▶ **Task requirements**:
Copy all of the records below word for word, but leave the pictures out of your copy.

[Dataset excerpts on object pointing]

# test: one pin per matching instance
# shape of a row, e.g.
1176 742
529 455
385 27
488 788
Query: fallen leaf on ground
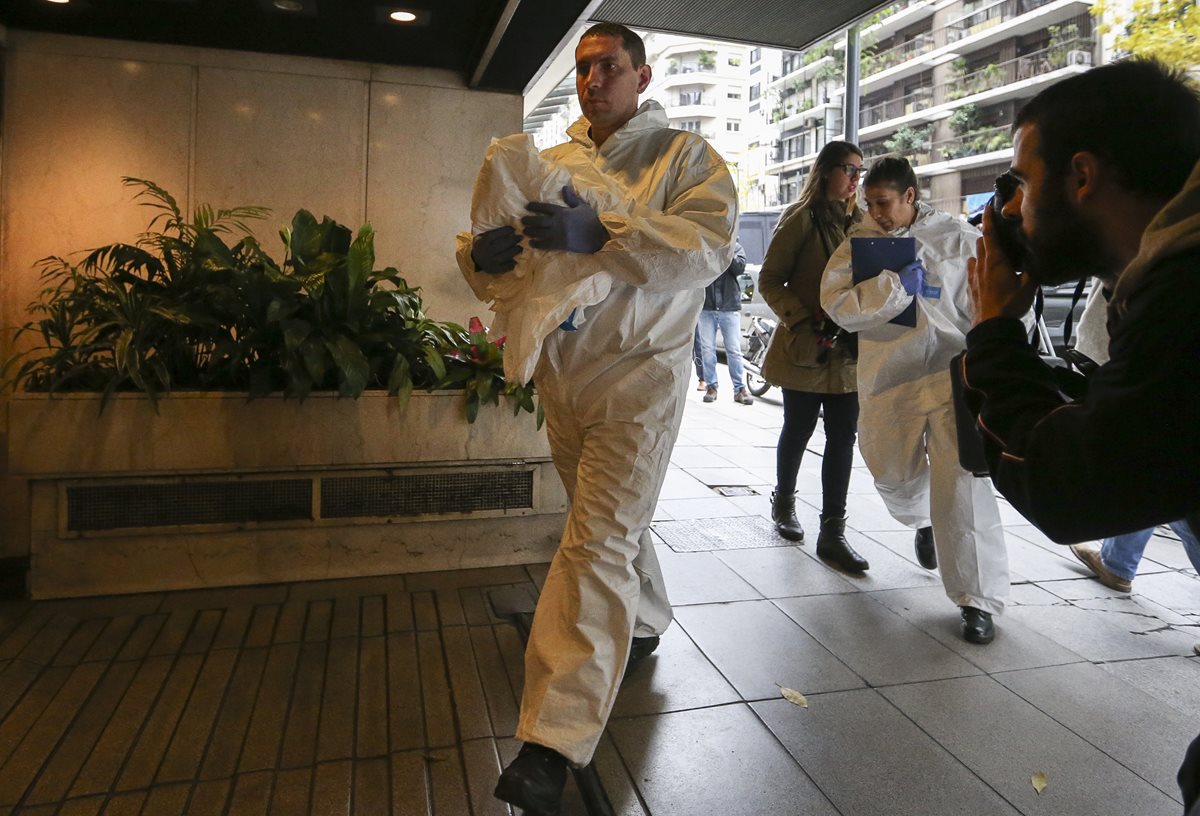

▶ **Reply**:
# test: one pin per matching instance
# shape of a row, e.g.
1176 742
529 455
385 27
488 788
Query: fallen leaf on ground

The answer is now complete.